» **Ziel A**
Nach welcher Vorschrift wird die Vergabeklausel laut dem Leitsatz des Urteilsauszugs nicht Vertragsbestandteil?

» **Textabschnitt**
>>>>

Generalübernehmervertrag über schlüsselfertige Errichtung eines Hauses. Unwirksame Zusatzklausel nach § 3 AGBG über Vergabevollmacht

 

Leitsatz (amtlich)

Eine vom Generalübernehmer in einem Vertrag über die Errichtung eines schlüsselfertigen Hauses verwendete Klausel, nach der er bevollmächtigt ist, die Bauleistungen im Namen des Auftraggebers zu vergeben, ist für den Auftraggeber überraschend. Sie wird gemäß § 3 AGBG nicht Bestandteil des Vertrages.

 

Normenkette

AGBG § 3

 

Verfahrensgang

OLG Rostock (Urteil vom 26.07.2001)

OLG Rostock (Urteil vom 01.02.2001)

LG Neubrandenburg (Urteil vom 21.12.1999)

 

Tenor

Auf die Revision der Beklagten werden das Urteil des 7. Zivilsenats des Oberlandesgerichts Rostock vom 26. Juli 2001 und dessen Versäumnisurteil vom 1. Februar 2001 aufgehoben.

<<<<

» **Extrahierte Datensätze**
>>>>

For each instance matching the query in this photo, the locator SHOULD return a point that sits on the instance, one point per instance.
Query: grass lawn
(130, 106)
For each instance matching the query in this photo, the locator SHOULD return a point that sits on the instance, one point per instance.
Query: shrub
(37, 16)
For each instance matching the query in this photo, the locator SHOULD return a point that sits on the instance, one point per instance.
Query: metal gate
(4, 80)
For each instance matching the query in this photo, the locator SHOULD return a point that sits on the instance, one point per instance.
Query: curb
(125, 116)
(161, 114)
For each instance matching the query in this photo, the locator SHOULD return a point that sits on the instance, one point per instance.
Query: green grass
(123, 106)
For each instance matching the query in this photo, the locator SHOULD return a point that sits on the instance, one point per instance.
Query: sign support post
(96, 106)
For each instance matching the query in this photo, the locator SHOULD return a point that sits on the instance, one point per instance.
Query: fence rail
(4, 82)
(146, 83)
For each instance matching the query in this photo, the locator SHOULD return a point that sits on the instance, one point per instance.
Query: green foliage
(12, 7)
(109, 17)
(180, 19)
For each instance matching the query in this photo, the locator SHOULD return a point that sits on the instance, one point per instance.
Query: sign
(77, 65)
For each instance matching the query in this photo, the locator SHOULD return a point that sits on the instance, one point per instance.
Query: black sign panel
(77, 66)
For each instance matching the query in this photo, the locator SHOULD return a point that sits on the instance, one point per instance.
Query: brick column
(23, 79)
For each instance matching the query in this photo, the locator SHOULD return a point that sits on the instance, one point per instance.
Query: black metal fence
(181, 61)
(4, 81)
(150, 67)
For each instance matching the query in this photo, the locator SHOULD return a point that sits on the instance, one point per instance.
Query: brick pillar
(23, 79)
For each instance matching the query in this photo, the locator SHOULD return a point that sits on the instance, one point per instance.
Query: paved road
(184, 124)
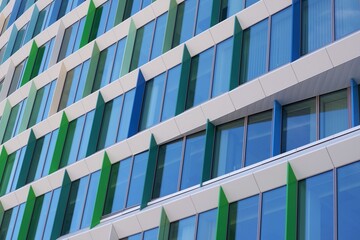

<<<<

» **Ziel B**
Ermittle, wie viele Zeilen der Datensätze die Zeichenfolge „black“ enthalten, wobei Groß- und Kleinschreibung zählt. Nenne nur die Zahl.

» **Vollständige Antwort A**
Nach § 3 AGBG.

» **Vollständige Antwort B**
2